### The data
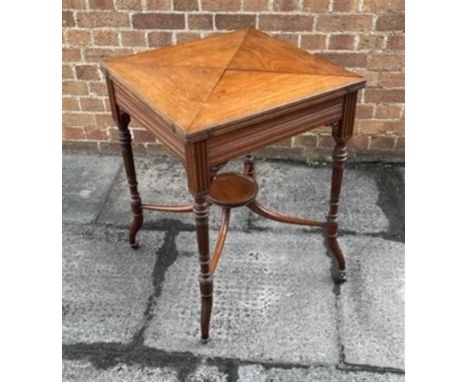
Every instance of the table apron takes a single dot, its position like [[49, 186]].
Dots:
[[150, 120], [253, 137]]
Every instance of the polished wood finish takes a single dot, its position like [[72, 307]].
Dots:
[[223, 228], [249, 166], [342, 131], [215, 99], [122, 120], [199, 87], [165, 208], [232, 190]]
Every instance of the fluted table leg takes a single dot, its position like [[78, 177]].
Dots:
[[249, 165], [127, 153], [339, 158], [199, 177]]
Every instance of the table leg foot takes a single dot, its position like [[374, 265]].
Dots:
[[339, 276]]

### Requirements
Rewrite all of the records above with "table leg" changed to "desk leg" wherever it occurs and every other word and mark left as it stands. Leave the pictures out of your answer.

### Answer for this exercise
Every instance of the table apron takes a single dot, its position like [[49, 186]].
Dots:
[[150, 120], [253, 137]]
Every instance of the polished wood finish takes a single dot, its position like [[72, 307]].
Dots:
[[223, 228], [249, 166], [342, 131], [215, 99], [122, 120], [199, 87], [165, 208], [232, 190]]
Every instance of the fluted desk leg takes a single dot, its position like [[78, 177]].
Dots:
[[249, 165], [127, 153], [339, 158], [199, 177]]
Every instance of the desk leg foot takes a single dot, its position like [[374, 265]].
Dots:
[[339, 276]]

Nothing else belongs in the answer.